Which lines of the entries hold the string "potted"? Copy each one.

(Beginning of DATA FOR THE TASK)

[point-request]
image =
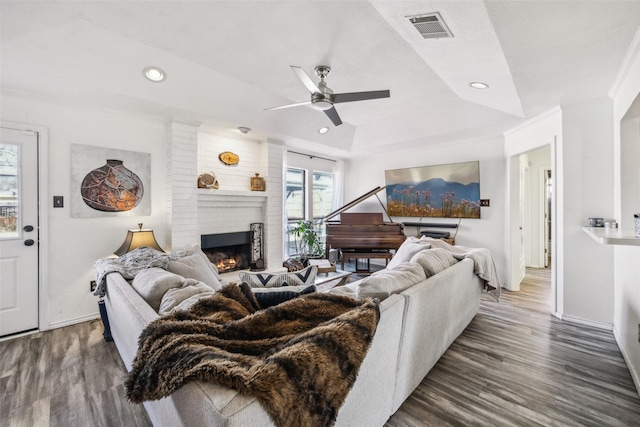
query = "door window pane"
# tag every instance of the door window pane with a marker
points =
(322, 194)
(294, 196)
(8, 190)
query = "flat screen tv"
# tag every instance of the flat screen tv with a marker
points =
(441, 191)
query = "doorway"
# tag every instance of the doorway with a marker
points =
(23, 229)
(533, 213)
(18, 231)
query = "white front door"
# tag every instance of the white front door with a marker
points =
(18, 231)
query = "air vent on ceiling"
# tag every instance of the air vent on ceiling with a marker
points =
(430, 26)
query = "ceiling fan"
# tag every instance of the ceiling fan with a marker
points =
(323, 98)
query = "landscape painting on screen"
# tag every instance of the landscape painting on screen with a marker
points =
(444, 191)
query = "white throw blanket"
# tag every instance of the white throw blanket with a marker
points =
(129, 264)
(484, 266)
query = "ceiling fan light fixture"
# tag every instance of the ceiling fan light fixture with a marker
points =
(322, 104)
(154, 74)
(479, 85)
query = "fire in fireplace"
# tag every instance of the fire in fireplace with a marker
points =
(227, 251)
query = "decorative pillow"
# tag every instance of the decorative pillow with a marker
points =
(410, 247)
(152, 283)
(176, 296)
(306, 276)
(434, 260)
(384, 283)
(268, 297)
(196, 265)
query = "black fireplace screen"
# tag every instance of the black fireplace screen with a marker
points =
(227, 251)
(235, 251)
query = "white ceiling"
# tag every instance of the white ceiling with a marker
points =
(227, 61)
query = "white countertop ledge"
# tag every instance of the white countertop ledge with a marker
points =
(613, 236)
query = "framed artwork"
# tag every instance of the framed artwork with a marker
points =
(440, 191)
(108, 182)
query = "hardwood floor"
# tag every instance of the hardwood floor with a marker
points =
(515, 365)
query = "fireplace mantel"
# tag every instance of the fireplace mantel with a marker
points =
(230, 198)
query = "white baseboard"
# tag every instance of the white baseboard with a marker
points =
(73, 321)
(580, 321)
(632, 371)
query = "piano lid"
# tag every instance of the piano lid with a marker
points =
(360, 199)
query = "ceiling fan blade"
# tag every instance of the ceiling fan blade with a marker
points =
(289, 105)
(333, 115)
(360, 96)
(305, 79)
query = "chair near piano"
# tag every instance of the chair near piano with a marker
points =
(363, 235)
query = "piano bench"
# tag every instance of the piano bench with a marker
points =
(365, 255)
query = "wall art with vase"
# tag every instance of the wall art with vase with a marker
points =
(108, 182)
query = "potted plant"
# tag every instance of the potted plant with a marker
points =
(308, 243)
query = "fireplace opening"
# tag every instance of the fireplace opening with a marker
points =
(227, 251)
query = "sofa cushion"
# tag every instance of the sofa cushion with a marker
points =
(384, 283)
(196, 265)
(175, 297)
(306, 276)
(434, 260)
(410, 247)
(152, 283)
(268, 297)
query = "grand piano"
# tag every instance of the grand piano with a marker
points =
(362, 234)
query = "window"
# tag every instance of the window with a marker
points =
(309, 196)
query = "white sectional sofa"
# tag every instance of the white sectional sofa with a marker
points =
(416, 327)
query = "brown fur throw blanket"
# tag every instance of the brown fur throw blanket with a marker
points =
(299, 358)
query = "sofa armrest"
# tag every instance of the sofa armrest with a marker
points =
(128, 315)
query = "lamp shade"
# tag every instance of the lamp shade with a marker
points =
(136, 239)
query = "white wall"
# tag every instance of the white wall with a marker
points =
(75, 243)
(364, 174)
(626, 145)
(588, 192)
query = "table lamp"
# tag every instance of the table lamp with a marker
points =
(136, 239)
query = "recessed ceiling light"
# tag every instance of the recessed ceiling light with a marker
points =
(479, 85)
(154, 74)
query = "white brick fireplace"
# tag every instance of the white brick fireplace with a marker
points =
(193, 211)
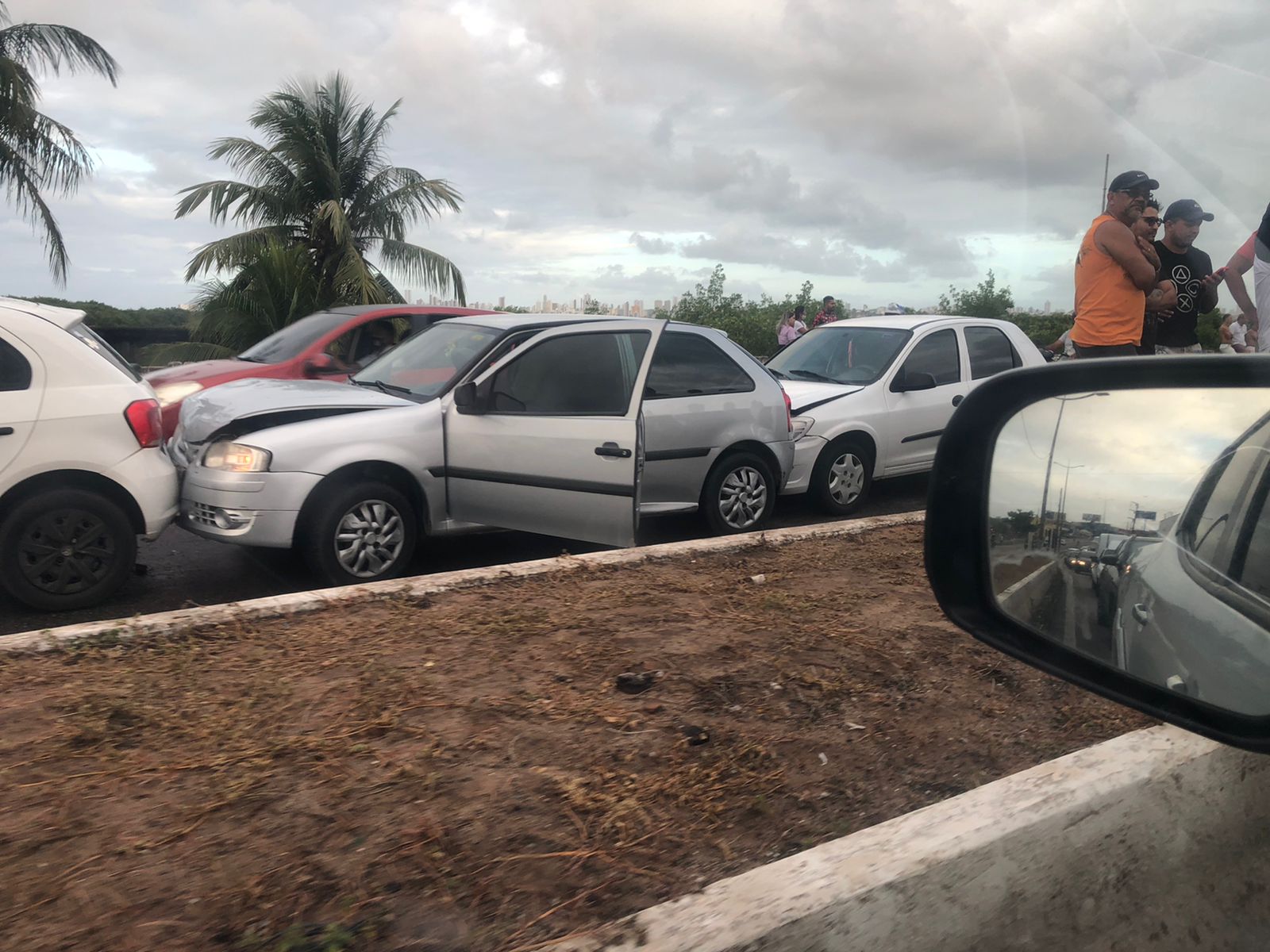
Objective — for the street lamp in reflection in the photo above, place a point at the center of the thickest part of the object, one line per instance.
(1049, 465)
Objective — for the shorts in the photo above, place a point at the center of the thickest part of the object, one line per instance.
(1106, 351)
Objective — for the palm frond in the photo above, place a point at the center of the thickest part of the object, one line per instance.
(254, 203)
(423, 268)
(52, 48)
(235, 251)
(23, 190)
(258, 163)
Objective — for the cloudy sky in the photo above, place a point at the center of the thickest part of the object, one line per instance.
(1149, 447)
(622, 149)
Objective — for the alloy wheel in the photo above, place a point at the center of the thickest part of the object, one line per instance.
(743, 498)
(370, 539)
(846, 479)
(67, 551)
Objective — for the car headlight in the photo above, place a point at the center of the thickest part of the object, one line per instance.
(169, 393)
(800, 427)
(237, 457)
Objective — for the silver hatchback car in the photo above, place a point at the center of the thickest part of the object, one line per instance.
(560, 424)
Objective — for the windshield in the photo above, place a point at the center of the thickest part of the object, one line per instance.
(89, 336)
(427, 363)
(294, 340)
(840, 353)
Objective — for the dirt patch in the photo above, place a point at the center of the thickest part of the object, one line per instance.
(1006, 574)
(464, 774)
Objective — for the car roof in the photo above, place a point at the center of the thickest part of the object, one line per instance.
(353, 310)
(912, 321)
(61, 317)
(514, 321)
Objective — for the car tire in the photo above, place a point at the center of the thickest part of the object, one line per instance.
(67, 549)
(359, 532)
(842, 476)
(740, 494)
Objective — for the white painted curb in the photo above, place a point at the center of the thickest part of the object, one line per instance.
(1156, 839)
(313, 601)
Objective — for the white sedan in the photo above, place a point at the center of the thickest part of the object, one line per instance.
(872, 397)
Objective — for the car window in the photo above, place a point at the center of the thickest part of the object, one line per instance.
(937, 355)
(431, 361)
(687, 365)
(14, 368)
(294, 340)
(1214, 516)
(990, 352)
(840, 353)
(86, 334)
(575, 374)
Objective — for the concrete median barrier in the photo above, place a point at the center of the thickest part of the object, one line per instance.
(1156, 839)
(302, 602)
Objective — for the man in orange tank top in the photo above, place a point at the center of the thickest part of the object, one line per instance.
(1114, 272)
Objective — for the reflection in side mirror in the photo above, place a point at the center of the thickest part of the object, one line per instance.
(465, 397)
(1168, 489)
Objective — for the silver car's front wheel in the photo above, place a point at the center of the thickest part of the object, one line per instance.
(846, 479)
(738, 494)
(743, 498)
(359, 532)
(370, 539)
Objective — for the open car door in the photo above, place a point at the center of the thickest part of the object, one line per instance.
(550, 438)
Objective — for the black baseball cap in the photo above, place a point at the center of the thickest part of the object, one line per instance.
(1189, 209)
(1127, 181)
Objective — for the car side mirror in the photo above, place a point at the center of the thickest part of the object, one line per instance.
(907, 381)
(467, 397)
(321, 366)
(1172, 450)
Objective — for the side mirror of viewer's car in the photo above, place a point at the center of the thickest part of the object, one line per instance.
(1172, 454)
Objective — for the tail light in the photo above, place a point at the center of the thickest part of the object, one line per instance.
(145, 420)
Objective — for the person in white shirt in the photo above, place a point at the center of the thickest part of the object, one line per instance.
(791, 327)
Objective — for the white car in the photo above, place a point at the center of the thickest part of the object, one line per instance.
(872, 397)
(82, 469)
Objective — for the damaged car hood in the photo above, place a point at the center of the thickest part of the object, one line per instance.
(267, 403)
(808, 395)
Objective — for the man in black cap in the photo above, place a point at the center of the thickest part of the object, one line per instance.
(1114, 270)
(1191, 272)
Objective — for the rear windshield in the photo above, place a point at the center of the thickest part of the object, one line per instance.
(292, 340)
(89, 336)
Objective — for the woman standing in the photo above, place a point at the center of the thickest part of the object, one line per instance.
(791, 327)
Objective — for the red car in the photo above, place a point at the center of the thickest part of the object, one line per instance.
(324, 346)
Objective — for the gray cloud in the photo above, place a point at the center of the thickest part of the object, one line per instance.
(882, 149)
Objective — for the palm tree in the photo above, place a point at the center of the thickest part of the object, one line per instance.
(321, 181)
(40, 155)
(276, 287)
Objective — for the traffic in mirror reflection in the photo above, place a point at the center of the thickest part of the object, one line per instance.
(1130, 526)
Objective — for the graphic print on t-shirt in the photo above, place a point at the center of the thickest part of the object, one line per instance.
(1187, 289)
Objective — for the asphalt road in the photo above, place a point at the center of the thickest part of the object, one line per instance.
(183, 570)
(1072, 619)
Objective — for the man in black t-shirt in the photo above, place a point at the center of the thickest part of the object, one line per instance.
(1191, 274)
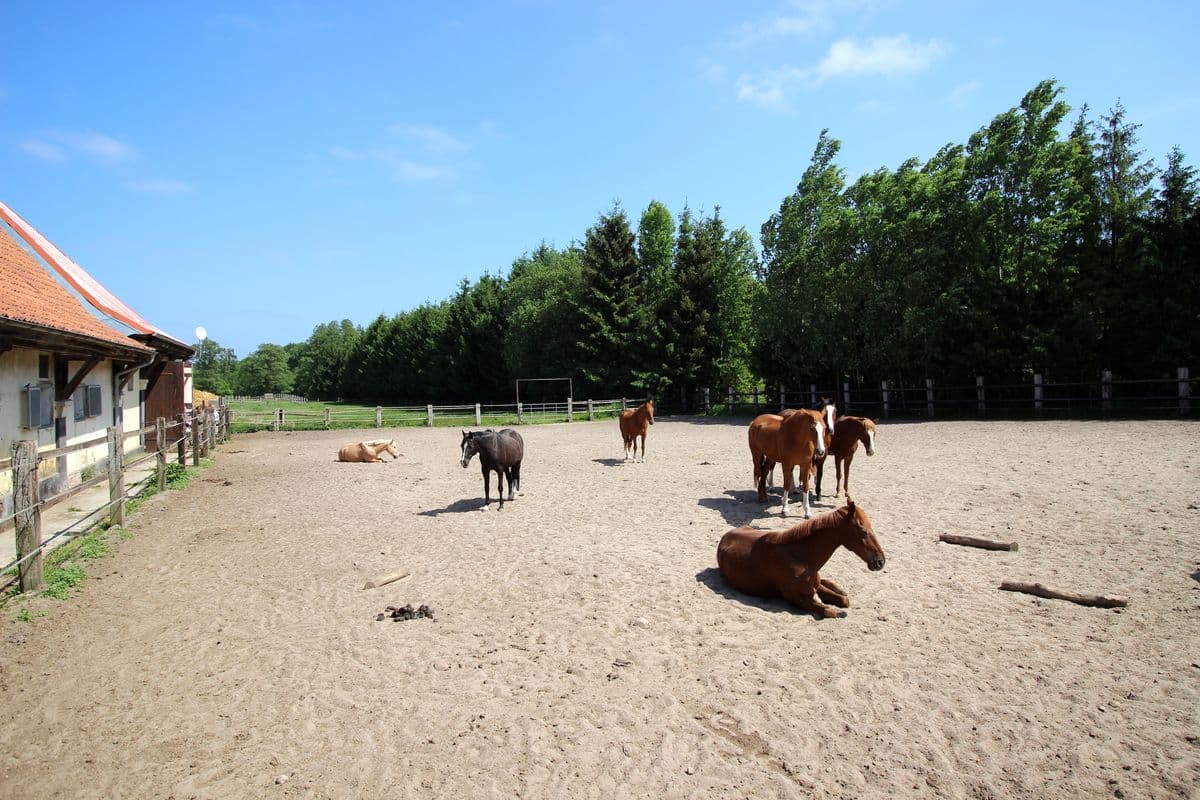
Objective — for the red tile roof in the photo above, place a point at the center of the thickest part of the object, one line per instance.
(29, 294)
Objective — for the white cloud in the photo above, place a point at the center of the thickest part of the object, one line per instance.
(887, 56)
(429, 138)
(163, 187)
(959, 94)
(43, 150)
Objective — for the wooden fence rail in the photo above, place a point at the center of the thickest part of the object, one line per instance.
(205, 428)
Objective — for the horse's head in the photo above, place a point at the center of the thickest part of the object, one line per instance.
(861, 540)
(469, 447)
(868, 437)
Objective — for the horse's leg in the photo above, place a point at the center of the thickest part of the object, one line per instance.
(802, 596)
(833, 594)
(787, 483)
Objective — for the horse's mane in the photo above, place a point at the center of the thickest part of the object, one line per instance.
(810, 527)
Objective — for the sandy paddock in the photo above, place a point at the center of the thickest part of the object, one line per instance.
(583, 644)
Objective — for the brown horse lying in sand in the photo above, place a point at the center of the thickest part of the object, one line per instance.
(367, 453)
(636, 422)
(786, 563)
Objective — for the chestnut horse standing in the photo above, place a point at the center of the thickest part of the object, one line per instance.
(635, 422)
(786, 563)
(851, 431)
(791, 441)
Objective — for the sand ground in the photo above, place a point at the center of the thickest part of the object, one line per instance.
(583, 644)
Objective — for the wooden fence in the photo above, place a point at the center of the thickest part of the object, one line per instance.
(477, 414)
(193, 435)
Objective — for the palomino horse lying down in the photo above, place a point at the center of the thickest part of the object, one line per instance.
(369, 453)
(786, 563)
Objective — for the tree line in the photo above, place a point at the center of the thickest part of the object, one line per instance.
(1043, 244)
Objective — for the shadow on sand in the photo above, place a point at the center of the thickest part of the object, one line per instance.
(713, 578)
(457, 506)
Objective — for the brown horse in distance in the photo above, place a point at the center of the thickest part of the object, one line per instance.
(786, 563)
(635, 422)
(791, 441)
(851, 431)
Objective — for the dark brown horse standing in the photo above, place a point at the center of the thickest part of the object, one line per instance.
(791, 441)
(786, 563)
(498, 451)
(851, 431)
(635, 422)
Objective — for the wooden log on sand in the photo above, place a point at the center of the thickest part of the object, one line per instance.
(971, 541)
(384, 579)
(1098, 601)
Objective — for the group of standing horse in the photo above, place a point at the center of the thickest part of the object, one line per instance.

(End of DATA FOR THE TASK)

-- SOLUTION FOR THIS EXERCISE --
query = "potted plant"
# tag every instance of the potted plant with a marker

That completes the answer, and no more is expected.